◆ **Task goal**: Each entry below is to be given again word for word, with no pictures.

◆ **Material shown**:
::::::::::

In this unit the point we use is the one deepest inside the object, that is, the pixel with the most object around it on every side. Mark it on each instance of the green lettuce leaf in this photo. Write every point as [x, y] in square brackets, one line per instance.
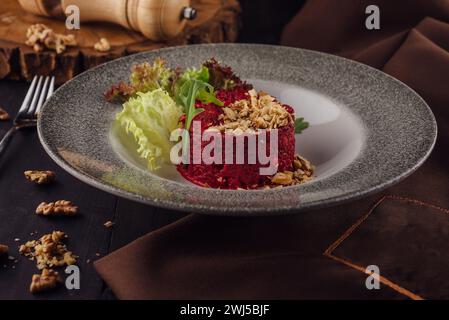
[150, 118]
[144, 77]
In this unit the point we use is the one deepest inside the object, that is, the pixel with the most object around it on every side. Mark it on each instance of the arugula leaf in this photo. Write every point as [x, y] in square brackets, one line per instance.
[300, 125]
[191, 90]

::::::::::

◆ **Solved problem**:
In this unit the point we use is the one deepest inside the object, that is, the pixel with the most object around it on every side. Mark it on each instance of the green lettuce leaf in this photo. Write every point as [x, y] in square brackets, one line per instance.
[150, 118]
[144, 77]
In this unit the point we use is the one deepest inside the object, that is, the pixel with the most object around it on every side. Mark it on each instance of the arugula leaf in this photo. Write every point as [x, y] in square brackets, one line per instance.
[300, 125]
[191, 90]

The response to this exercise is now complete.